------ 文章節選

編輯部

1956年,張貴興出生于婆羅洲西北部的羅東鎮,其時正值馬來西亞獨立的前夕。1976年,張貴興赴臺留學,后定居臺灣。從馬來西亞到臺灣,數十年的文學浪游,讓他的文字,除了受馬華文學的澆灌之外,也深受臺灣文學的哺育,從而形成了馬華文學特有的認同與被認同相互交織的特質。
“婆羅洲小說能算臺灣文學嗎?”,同樣的,也不算馬來西亞文學。這種身份上的不確定性,在他早期的《彎刀、蘭花、左輪槍》中,就已初露端倪。一個不會說馬來語、從臺灣回返故鄉的僑生,處處受馬來西亞官方歧視,因語言不通竟在車上引發了一樁誤以為持刀劫車的荒謬劇。從某種意義上說,馬華文學處于華文世界的邊緣,于是,歷史的失語焦慮轉成修辭的繁復,產生了一種如評論家王德威所說的“后設鄉愁渴望”與“離散書寫”。張貴興的小說,正是此間最具代表性者。
張貴興不像李永平那樣被廣泛討論,關于他的文章,只有寥寥數篇短制書評。雖然是使用共通的語言——華文,但張貴興的作品卻是馬來和臺灣的雜糅。在創作初期,張貴興一心想逃離馬來西亞的一切,因此早期的《伏虎》、《薛理陽大夫》、《柯珊的兒女》等作品中,少見大馬的描寫,而多以臺灣為書寫背景。直到邁入三十歲以后,《賽蓮之歌》、《頑皮家族》、《群象》等作品,才將書寫的視野重新拉回大馬,刻畫出一方奇特的世界。

------------
------ 所示資料

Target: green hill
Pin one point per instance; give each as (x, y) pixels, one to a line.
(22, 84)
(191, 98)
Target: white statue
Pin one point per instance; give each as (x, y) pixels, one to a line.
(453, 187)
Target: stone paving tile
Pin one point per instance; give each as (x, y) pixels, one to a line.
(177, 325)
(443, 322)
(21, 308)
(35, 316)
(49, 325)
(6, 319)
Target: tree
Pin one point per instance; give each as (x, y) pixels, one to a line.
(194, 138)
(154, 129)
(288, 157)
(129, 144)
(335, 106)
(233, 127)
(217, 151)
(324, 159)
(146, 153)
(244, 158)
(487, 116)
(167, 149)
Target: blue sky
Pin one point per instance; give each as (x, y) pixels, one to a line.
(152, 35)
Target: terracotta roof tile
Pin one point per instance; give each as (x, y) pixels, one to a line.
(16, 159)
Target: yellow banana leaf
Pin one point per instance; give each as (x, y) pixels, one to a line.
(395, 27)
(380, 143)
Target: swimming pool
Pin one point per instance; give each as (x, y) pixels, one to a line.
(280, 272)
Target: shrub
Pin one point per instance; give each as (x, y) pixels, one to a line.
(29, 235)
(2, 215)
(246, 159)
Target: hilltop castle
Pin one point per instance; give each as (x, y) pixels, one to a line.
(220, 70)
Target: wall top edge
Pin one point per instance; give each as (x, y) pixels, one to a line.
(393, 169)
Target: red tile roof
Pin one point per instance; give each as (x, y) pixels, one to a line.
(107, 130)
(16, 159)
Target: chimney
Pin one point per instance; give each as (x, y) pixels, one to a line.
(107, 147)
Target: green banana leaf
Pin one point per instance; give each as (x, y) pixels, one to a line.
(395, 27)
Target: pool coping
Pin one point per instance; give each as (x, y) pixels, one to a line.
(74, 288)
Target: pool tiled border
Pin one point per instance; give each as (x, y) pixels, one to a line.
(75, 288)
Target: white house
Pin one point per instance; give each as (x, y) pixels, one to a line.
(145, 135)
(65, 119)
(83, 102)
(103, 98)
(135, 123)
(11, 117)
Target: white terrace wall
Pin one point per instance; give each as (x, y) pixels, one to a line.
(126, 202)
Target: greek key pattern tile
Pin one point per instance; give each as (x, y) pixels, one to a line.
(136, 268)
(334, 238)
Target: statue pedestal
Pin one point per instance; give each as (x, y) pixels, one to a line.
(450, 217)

------------

-- 作答要求 --
[a] 根據這篇談張貴興的文章,判斷下列說法是否正確,並各引原文字句為據:(i)張貴興於1976年赴臺留學;(ii)張貴興和李永平一樣被廣泛討論;(iii)張貴興早期作品多以臺灣為書寫背景。
[b] 請列出這篇談張貴興的文章中提到的他的全部作品名稱。
[c] 請接著這篇談張貴興小說的文章,從最後一句之後續寫下去。
作答時無須參考這些資料。

-- 各題答案 --
[a]
(i)是。「1976年,張貴興赴臺留學」
(ii)否。「張貴興不像李永平那樣被廣泛討論」
(iii)是。「而多以臺灣為書寫背景」

[b] 《彎刀、蘭花、左輪槍》、《伏虎》、《薛理陽大夫》、《柯珊的兒女》、《賽蓮之歌》、《頑皮家族》、《群象》

[c]
張貴興的第一本小說集《伏虎》收錄了《俠隱錄》、《空谷佳人》、《武林余事》、《伏虎》、《狼劫》、《最初的家土》、《草原王子》、《狂人之日》、《怒梅》與《雄辯的魂》等十篇短作,有的具有臺灣都市的市井阿飛味或鄉野傳奇風,也有描寫臺灣校園生活的涓滴。雖然是第一本小說集,卻頗有學生文學獎的味道,但更重要的是原鄉的南洋性格已經體現在文本性格上。繼而,同為短篇小說集的《柯珊的兒女》中的各種故事,也在臺灣的背景下透露出南洋的性格。張貴興在1980年代的作品中有一個不斷向外釋放的信息,那就是他對臺灣、馬來西亞社會的失望。馬來政府長期以來一直對華人實施遏制政策,而他們在臺灣也依然無法融入主流社會。這種失望使他將目光轉向原始、無人煙的神奇雨林,從中尋找寄托。早期作品中開始出現南洋女性夢幻描寫,婆羅洲野獸形象也開始以高頻率出現。這些文字,張揚著張貴興對雨林故鄉的懷念。這種書寫基調,在1992年《賽蓮之歌》以及1996年《頑皮家族》出版之后,得以最終確立。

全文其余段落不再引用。